(Written exercise)
In your copy, repeat the records exactly and leave out the pictures.
· · · · · · ·
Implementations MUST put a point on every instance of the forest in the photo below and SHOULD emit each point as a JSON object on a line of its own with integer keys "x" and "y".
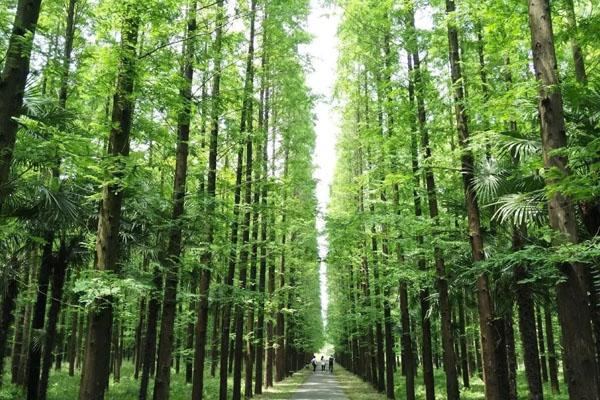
{"x": 159, "y": 211}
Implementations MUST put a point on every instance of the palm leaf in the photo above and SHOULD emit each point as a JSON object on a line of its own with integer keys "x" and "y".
{"x": 521, "y": 208}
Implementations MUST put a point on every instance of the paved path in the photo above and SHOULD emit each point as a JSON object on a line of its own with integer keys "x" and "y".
{"x": 320, "y": 386}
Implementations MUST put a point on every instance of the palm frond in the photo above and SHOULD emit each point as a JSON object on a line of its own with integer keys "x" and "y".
{"x": 488, "y": 179}
{"x": 521, "y": 208}
{"x": 514, "y": 144}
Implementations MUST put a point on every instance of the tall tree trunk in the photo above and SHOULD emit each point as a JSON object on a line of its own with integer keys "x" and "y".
{"x": 578, "y": 59}
{"x": 215, "y": 339}
{"x": 408, "y": 363}
{"x": 96, "y": 364}
{"x": 378, "y": 328}
{"x": 573, "y": 310}
{"x": 9, "y": 301}
{"x": 271, "y": 295}
{"x": 264, "y": 204}
{"x": 511, "y": 356}
{"x": 246, "y": 132}
{"x": 12, "y": 84}
{"x": 526, "y": 311}
{"x": 139, "y": 337}
{"x": 449, "y": 355}
{"x": 34, "y": 352}
{"x": 58, "y": 280}
{"x": 492, "y": 366}
{"x": 280, "y": 318}
{"x": 552, "y": 360}
{"x": 149, "y": 347}
{"x": 72, "y": 341}
{"x": 463, "y": 339}
{"x": 17, "y": 338}
{"x": 162, "y": 383}
{"x": 541, "y": 344}
{"x": 211, "y": 182}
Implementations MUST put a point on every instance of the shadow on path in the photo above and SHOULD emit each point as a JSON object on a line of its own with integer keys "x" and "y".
{"x": 320, "y": 386}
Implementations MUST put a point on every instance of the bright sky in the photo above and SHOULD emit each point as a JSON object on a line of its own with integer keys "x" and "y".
{"x": 322, "y": 24}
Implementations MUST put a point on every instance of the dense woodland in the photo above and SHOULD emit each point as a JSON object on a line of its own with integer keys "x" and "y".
{"x": 465, "y": 214}
{"x": 158, "y": 208}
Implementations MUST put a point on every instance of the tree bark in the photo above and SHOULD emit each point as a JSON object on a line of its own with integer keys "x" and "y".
{"x": 34, "y": 353}
{"x": 12, "y": 84}
{"x": 96, "y": 364}
{"x": 541, "y": 344}
{"x": 246, "y": 132}
{"x": 492, "y": 366}
{"x": 463, "y": 340}
{"x": 211, "y": 181}
{"x": 9, "y": 301}
{"x": 577, "y": 52}
{"x": 149, "y": 348}
{"x": 58, "y": 280}
{"x": 264, "y": 254}
{"x": 552, "y": 361}
{"x": 573, "y": 310}
{"x": 162, "y": 382}
{"x": 449, "y": 355}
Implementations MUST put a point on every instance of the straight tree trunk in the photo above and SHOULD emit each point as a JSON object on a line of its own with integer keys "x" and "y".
{"x": 264, "y": 127}
{"x": 211, "y": 183}
{"x": 378, "y": 328}
{"x": 58, "y": 280}
{"x": 215, "y": 339}
{"x": 17, "y": 339}
{"x": 463, "y": 340}
{"x": 424, "y": 292}
{"x": 34, "y": 353}
{"x": 492, "y": 366}
{"x": 449, "y": 355}
{"x": 511, "y": 356}
{"x": 578, "y": 58}
{"x": 571, "y": 294}
{"x": 246, "y": 131}
{"x": 407, "y": 348}
{"x": 162, "y": 382}
{"x": 552, "y": 361}
{"x": 280, "y": 318}
{"x": 72, "y": 342}
{"x": 149, "y": 347}
{"x": 526, "y": 311}
{"x": 96, "y": 364}
{"x": 139, "y": 338}
{"x": 541, "y": 344}
{"x": 9, "y": 301}
{"x": 12, "y": 84}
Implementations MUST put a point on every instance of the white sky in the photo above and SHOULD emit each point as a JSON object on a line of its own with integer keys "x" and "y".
{"x": 323, "y": 50}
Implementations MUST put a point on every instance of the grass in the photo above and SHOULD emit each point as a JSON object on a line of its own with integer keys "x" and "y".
{"x": 357, "y": 389}
{"x": 286, "y": 389}
{"x": 65, "y": 387}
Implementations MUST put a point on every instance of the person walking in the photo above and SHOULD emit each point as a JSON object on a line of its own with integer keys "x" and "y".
{"x": 331, "y": 364}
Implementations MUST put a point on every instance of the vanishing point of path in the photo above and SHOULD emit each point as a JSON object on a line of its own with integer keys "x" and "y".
{"x": 320, "y": 386}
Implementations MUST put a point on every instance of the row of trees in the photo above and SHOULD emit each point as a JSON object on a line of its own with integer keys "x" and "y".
{"x": 156, "y": 194}
{"x": 446, "y": 197}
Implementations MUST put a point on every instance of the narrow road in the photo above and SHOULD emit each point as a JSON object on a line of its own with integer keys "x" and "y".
· · · · · · ·
(Answer to the problem)
Implementations MUST put a point on every instance of the forest in the photo below and SHOULD emit each point as a JSON object on a line of its own with integer keys "x" and "y".
{"x": 159, "y": 211}
Implementations MUST put a point on every instance of the palm leaf in the photo above and SHOULD emit each point as a JSON object on a line of its own with integer keys "x" and "y".
{"x": 521, "y": 208}
Implementations MUST put a point on every instance of the paved path in the photo above and SHOULD emit each point as a JSON object on a line of its own with integer keys "x" and "y".
{"x": 320, "y": 386}
Implementations MUST put a point on every instance of the palm frond in the photo above and SHOULD emit each point as a JSON object on a line of its own with integer keys "x" and "y".
{"x": 488, "y": 179}
{"x": 521, "y": 208}
{"x": 514, "y": 144}
Implementations MUST put a point on every instance of the tall tree trunk in the photo above and SHOULD emit each point as a JSON object on a line of its own with integer keys "x" and "y".
{"x": 578, "y": 59}
{"x": 215, "y": 339}
{"x": 408, "y": 363}
{"x": 96, "y": 364}
{"x": 378, "y": 328}
{"x": 573, "y": 310}
{"x": 9, "y": 301}
{"x": 271, "y": 295}
{"x": 264, "y": 204}
{"x": 511, "y": 356}
{"x": 246, "y": 132}
{"x": 12, "y": 84}
{"x": 526, "y": 311}
{"x": 139, "y": 337}
{"x": 449, "y": 355}
{"x": 34, "y": 352}
{"x": 58, "y": 280}
{"x": 492, "y": 366}
{"x": 280, "y": 318}
{"x": 552, "y": 360}
{"x": 149, "y": 347}
{"x": 72, "y": 341}
{"x": 463, "y": 339}
{"x": 17, "y": 338}
{"x": 162, "y": 383}
{"x": 541, "y": 344}
{"x": 211, "y": 182}
Implementations MUST put a point on every instance of the shadow on path in the photo above and SHOULD emit each point as a JSON object on a line of its own with integer keys "x" and "y".
{"x": 320, "y": 386}
Implementations MUST put a point on every instance of the bright sky in the photo above and SHOULD emit each point as a JSON object on a line of its own with integer keys "x" and "y".
{"x": 322, "y": 24}
Implementations MUST put a point on every instance of the dense woodland in the photo above and SHOULD emit each point as a JSON object on a line of its own with integer keys "x" and "y".
{"x": 465, "y": 214}
{"x": 158, "y": 208}
Implementations MUST put a point on every instance of the tree bark in the photo above and SHOULD emit each point as a JSON object on a line of its own with integer keys "x" and "y".
{"x": 34, "y": 353}
{"x": 12, "y": 84}
{"x": 96, "y": 364}
{"x": 541, "y": 344}
{"x": 246, "y": 132}
{"x": 492, "y": 366}
{"x": 463, "y": 340}
{"x": 211, "y": 181}
{"x": 9, "y": 301}
{"x": 577, "y": 52}
{"x": 149, "y": 348}
{"x": 58, "y": 280}
{"x": 264, "y": 254}
{"x": 552, "y": 361}
{"x": 573, "y": 310}
{"x": 162, "y": 382}
{"x": 449, "y": 355}
Implementations MUST put a point on every instance of the straight tree trunk in the photo above and SHOULD emit each point as a JSON object on a line of its own with integer keys "x" and "y".
{"x": 264, "y": 127}
{"x": 211, "y": 183}
{"x": 378, "y": 328}
{"x": 58, "y": 280}
{"x": 215, "y": 339}
{"x": 17, "y": 339}
{"x": 463, "y": 340}
{"x": 424, "y": 292}
{"x": 34, "y": 353}
{"x": 492, "y": 366}
{"x": 449, "y": 355}
{"x": 511, "y": 356}
{"x": 578, "y": 58}
{"x": 571, "y": 294}
{"x": 246, "y": 131}
{"x": 407, "y": 348}
{"x": 162, "y": 382}
{"x": 552, "y": 361}
{"x": 280, "y": 318}
{"x": 72, "y": 342}
{"x": 149, "y": 347}
{"x": 526, "y": 311}
{"x": 96, "y": 364}
{"x": 139, "y": 338}
{"x": 541, "y": 344}
{"x": 9, "y": 301}
{"x": 12, "y": 84}
Implementations MUST put a point on every instance of the white sky in the photo above and SHOULD emit each point as a JSON object on a line of its own with integer keys "x" and "y".
{"x": 323, "y": 50}
Implementations MUST put a point on every instance of the grass in the photo above and SHOULD emit each point as a JSON object on a line of its own with integer keys "x" and "y".
{"x": 357, "y": 389}
{"x": 286, "y": 389}
{"x": 65, "y": 387}
Implementations MUST put a point on every instance of the person walking in the photo above and SHOULD emit each point as a JSON object on a line of its own with integer keys "x" and "y".
{"x": 331, "y": 364}
Implementations MUST put a point on every instance of the vanishing point of path in the photo above and SHOULD emit each point as a JSON object on a line of its own with integer keys "x" and "y".
{"x": 320, "y": 386}
Implementations MUST put a point on every instance of the row of trees in the photo above and SHOULD emit each point as a JSON object on a line of its own with integer keys "x" and "y".
{"x": 156, "y": 194}
{"x": 446, "y": 197}
Implementations MUST put a point on every instance of the narrow road in the photo above and SHOULD emit each point as a JSON object on a line of its own with integer keys "x" and "y".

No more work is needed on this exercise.